- [Task list]
1. For the Palm Sunday sermon on the gift of misfits below, decide whether each statement agrees with it: (a) the sermon was delivered on Palm Sunday; (b) the sermon says Jesus and his disciples all came from the city; (c) the sermon names a tax collector among Jesus's group. Answer yes or no for each and quote the deciding words.
2. Carry on the Palm Sunday sermon on the gift of misfits below, starting right after its last sentence.

Sermon: The Gift of Misfits

“The Gift of Misfits”
Sermon by The Rev. Lisa Caine
Luke 6:20-23
March 20, 2016 • Palm Sunday

“Hosanna!” Call to Worship featuring Youth Quintet

“What the Lord Has Done in Me”  The Word in Song featuring Carla Dennis on flute

Sermon

During these weeks of Lent we have been exploring the “Dark Wood,” the shadow side of our lives, those feelings and situations where we seem out of step with the rest of the world, uncertain of what to do next, lost in a place not of our own making, tempted to settle and not rock the boat, lacking the knowledge or the tools even to fake it until we make it, but occasionally being gifted with glimpses of what might be if we persevere and don’t give up. Somehow what seems to be in each case a loss, proves to be a gift when we allow ourselves to be led by the Holy Spirit to depend less on ourselves and what we think we know or must have for sure, and depend more on the revelations that come to us when we are stripped clean of all of our props, excuses and defenses.

The truth is that in vulnerability we find our strength, in losing our lives we find them; in surrender we gain victory.  And through those experiences, we find the last and perhaps best gift of the dark wood, the gift of misfits, ourselves and others, all of us experiencing our own “endarkenment” and finding companionship as we help one other, taking turns being guides, mentors, and friends.

Jesus and his disciples could be thought of as a group of misfits – a carpenter, some fishermen,  a tax collector – all from the country, trying to be leaders, bringing the unorthodox message that the Kingdom of Heaven is close at hand to other misfits in the world – the poor, the hungry, the weeping, the persecuted, the powerless, telling them that are blessed; they are the ones for whom God has a special affection; that in the midst of the deepest challenges of their lives, God has somehow placed the most profound joys.

- [Records shown]
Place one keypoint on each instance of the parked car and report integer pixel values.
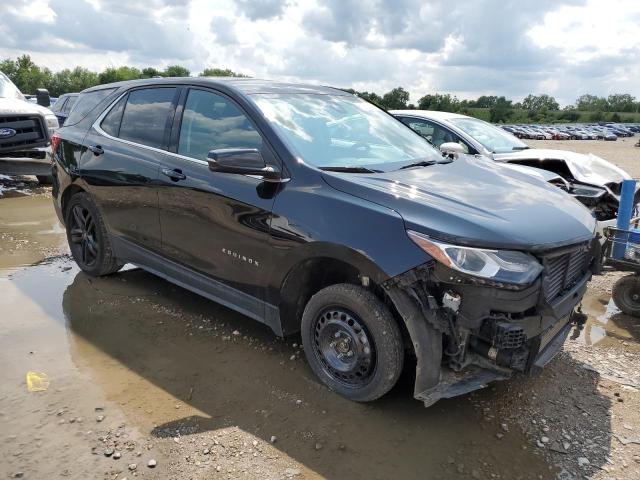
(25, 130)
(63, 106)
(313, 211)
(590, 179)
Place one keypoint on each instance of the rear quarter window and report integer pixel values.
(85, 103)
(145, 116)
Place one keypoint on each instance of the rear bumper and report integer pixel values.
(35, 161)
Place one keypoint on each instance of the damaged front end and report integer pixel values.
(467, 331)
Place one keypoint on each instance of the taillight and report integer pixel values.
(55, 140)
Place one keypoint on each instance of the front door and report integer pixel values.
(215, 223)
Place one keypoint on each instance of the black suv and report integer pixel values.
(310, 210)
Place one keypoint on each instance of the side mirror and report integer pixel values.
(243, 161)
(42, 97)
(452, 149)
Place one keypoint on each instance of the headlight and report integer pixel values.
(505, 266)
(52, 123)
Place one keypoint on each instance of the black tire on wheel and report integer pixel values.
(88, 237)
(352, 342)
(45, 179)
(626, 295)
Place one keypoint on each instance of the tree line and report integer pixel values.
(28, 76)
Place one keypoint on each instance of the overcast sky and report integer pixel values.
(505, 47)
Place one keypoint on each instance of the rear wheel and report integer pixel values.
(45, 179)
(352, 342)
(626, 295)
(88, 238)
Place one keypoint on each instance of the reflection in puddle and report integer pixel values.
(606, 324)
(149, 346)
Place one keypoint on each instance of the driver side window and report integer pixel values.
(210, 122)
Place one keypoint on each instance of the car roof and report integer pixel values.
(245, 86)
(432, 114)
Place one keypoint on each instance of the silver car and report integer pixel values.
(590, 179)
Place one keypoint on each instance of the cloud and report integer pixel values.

==

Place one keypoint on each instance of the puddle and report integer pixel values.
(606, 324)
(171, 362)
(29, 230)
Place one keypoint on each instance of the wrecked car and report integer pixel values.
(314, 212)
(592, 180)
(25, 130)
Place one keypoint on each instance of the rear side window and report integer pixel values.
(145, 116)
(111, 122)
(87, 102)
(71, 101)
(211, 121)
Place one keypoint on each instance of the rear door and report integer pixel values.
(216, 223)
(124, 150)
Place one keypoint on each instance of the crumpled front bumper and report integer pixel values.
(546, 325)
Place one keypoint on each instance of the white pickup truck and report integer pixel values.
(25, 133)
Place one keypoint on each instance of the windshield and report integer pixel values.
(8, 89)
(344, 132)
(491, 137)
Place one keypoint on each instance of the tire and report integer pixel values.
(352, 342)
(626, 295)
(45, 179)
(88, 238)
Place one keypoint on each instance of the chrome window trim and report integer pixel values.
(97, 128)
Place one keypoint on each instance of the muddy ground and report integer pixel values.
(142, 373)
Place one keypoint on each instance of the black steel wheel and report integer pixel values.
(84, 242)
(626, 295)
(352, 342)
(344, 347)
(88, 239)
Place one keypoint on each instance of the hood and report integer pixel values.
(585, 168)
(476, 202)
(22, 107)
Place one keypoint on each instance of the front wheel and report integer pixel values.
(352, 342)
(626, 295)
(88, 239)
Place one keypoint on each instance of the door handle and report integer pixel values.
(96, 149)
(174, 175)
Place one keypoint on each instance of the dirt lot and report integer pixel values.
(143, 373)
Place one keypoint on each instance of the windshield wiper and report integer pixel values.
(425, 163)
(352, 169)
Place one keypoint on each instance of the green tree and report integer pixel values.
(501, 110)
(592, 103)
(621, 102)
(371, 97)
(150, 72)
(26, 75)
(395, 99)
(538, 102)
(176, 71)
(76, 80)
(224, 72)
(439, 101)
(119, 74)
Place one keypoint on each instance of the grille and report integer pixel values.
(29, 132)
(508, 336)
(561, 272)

- [Responses to the tasks]
1.
(a) Yes: "March 20, 2016 • Palm Sunday"
(b) No: "all from the country"
(c) Yes: "a tax collector"

2.
Jesus tells them that the Kingdom of God belongs to the poor; that the hungry will be filled, the weeping will laugh, and those who are excluded, hated, reviled, and defamed can rejoice because their reward will be great.  He doesn’t idealize or romanticize or spiritualize any of these conditions; they are real evils, communal, social evils, contrary to God’s will and love for the world, and they will be addressed and eradicated. These were – and still are – scandalous promises because they upset the way things are. To eliminate poverty, to feed the hungry, to comfort the hopeless, to welcome the stranger – all these things require a overturning of conventional expectations and norms. Jesus’ mother  Mary had sung about these things before he was born – “[God] has scattered the proud in the thoughts of their hearts. . . . brought down the powerful from their thrones, and lifted up the lowly; . . . filled the hungry with good things, and sent the rich away empty.” (Lk 1:51-53)

Scripture can be breathtakingly contemporary and disconcertingly political. As is so often said, Jesus was not crucified because he said “consider the lilies of the field;” he was put to death because of the incredible inversion of the social order that he was proposing – not for some time in the future, in the great by and by, but right here, right now, whether in the first century or in the 21st century.  In the first century, the ordinary people had no voice, economic exploitation of the underclasses by the privileged was expected. The working poor were kept poor through restrictions on ownership of land, by taxation, and by indentured labor through default on debt. And below the working poor, were those in desperate need, unable to help themselves, the beggars, homeless, and destitute.  The tendency then as now was to blame them for their misfortune; they brought it on themselves – which in some way then serves as a reason for not offering assistance – making a distinction between the “deserving” poor and the “undeserving” poor.

The rich were thought to be blessed by God, given special opportunities because of their virtue and hard work. Today some call that theo-capitalism.  And  today corporate wealth is joined with individual wealth and also entitled to equal blessings, because “corporations are people too,” as we were told a few years ago.  Thus when Jesus-like questions are asked – why are the structures as they are? What can be done to economic systems that will alleviate poverty, so that the rising tide does truly float all ships and not just some, there is immediate objection. Richard Rohr wrote in his morning devotional today, “Because structural sin is accepted as good and necessary on the corporate or national level,” greed, ride, and ambition are considered virtues.  Twenty years or so ago, Archbishop Helder Camara pointed out, “When I give food to the poor, they call me a saint. When I ask why the poor have no food they call me a communist.”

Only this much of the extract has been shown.